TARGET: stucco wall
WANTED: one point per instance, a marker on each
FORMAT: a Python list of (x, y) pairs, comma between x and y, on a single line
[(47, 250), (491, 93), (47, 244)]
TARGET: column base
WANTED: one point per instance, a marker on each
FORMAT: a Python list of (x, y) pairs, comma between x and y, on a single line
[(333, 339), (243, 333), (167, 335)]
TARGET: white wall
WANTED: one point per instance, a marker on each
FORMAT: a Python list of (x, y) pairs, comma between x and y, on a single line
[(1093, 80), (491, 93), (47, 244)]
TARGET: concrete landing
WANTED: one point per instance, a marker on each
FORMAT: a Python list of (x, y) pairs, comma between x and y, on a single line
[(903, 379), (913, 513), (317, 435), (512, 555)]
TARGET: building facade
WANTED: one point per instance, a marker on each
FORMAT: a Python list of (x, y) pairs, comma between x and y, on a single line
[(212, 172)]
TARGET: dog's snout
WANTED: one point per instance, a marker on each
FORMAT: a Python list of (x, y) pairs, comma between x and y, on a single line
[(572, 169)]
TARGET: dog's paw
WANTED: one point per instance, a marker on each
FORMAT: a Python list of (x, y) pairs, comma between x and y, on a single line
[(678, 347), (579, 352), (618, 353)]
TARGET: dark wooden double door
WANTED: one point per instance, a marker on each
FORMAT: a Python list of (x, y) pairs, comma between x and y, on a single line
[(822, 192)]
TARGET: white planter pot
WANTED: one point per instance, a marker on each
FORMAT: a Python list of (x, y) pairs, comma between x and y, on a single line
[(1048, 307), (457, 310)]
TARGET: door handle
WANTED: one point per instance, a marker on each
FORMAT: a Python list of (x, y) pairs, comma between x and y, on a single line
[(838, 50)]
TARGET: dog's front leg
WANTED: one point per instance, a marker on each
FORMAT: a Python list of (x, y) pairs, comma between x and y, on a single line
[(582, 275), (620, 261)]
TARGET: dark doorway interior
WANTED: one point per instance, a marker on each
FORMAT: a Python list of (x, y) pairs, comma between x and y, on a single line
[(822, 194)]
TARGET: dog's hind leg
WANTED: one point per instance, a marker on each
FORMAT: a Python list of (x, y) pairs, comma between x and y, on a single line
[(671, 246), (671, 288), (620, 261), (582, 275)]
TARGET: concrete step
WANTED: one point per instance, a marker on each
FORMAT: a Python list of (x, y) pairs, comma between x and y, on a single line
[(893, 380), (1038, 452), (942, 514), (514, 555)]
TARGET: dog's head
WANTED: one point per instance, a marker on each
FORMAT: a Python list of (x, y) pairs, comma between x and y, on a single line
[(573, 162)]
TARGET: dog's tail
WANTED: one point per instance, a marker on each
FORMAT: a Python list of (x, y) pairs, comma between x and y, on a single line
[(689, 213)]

Your goal: Update these lines by replacing every occurrence of "dog's" with "puppy's", leaving everything else unchanged.

Result of this task:
TARGET: stucco wall
WANTED: one point per instance, a marker on each
FORMAT: a Python list of (x, y) pairs, comma between x and y, on a single line
[(47, 250), (491, 93), (47, 244)]
TARGET: column base
WANTED: one point per instance, a marker on each
FORMAT: a Python list of (x, y) pairs, comma between x and y, on a single line
[(333, 339), (243, 333), (167, 335)]
TARGET: white wall
WANTED: one point per instance, a marker on each
FORMAT: a Python list of (x, y) pairs, comma between x and y, on a single line
[(1093, 80), (491, 93), (47, 244)]
TARGET: concrete landing
WANTED: one point per instance, a marker on each
FORMAT: a Python list of (x, y) pairs, comma between x and y, on a single line
[(903, 379), (913, 513), (317, 435), (512, 555)]
TARGET: building facade
WANTED: one point per instance, a marker on each
FORMAT: a Python list of (x, y) pairs, comma between x and y, on a single line
[(212, 172)]
TARGET: puppy's snout
WANTED: one point per instance, a marker on each
FORMAT: a Python list of (x, y) pairs, comma between x and y, on a single line
[(572, 169)]
TARGET: puppy's paw
WANTED: one point per instance, a marker on each
FORMAT: a Python list of (x, y) pairs, comma between x and y, on a single line
[(678, 347), (579, 352), (618, 353)]
TARGET: dark wooden double door
WANTED: one point per instance, a marker on each
FORMAT: a Python list of (x, y) pairs, comma between x and y, on a single line
[(822, 192)]
TARGET: white planter pot
WANTED: one point per instance, a marker on each
FORMAT: a Python list of (x, y) pairs, comma between x and y, on a single line
[(1048, 307), (457, 310)]
TARGET: door handle
WANTED: one point per instance, a marker on each
FORMAT: a Python list of (x, y) pairs, comma between x and y, on a single line
[(838, 50)]
TARGET: puppy's front leg
WANTED: one point per instance, a marker on each
FORMAT: a Python list of (x, y) pairs, comma between x and y, on a single line
[(582, 275), (620, 261)]
TARGET: dark doorway interior
WANTED: one point per instance, a marker on each
FORMAT: a Python list of (x, y) pairs, comma between x and y, on a single line
[(822, 194)]
TARGET: puppy's hind leg
WANTED: one point per instance, a marker on each
FORMAT: a Python list of (x, y) pairs, comma between x and y, on a single line
[(671, 246), (671, 288), (620, 261), (582, 275)]
TARGET: concrete step
WANTED: one point per instance, a marker on each
FORMAT: a Python list of (x, y) pairs, comma between x and y, on a single line
[(893, 380), (1038, 452), (942, 514), (514, 555)]
TARGET: puppy's head
WANTED: one point per instance, a marker on each
FORMAT: a Python list of (x, y) pairs, comma between x and y, on a single line
[(573, 162)]
TARGET: puppy's tail
WANTED: one point per instance, a marker on each
FORMAT: a Python list of (x, y) pairs, comma between x and y, on a single line
[(689, 213)]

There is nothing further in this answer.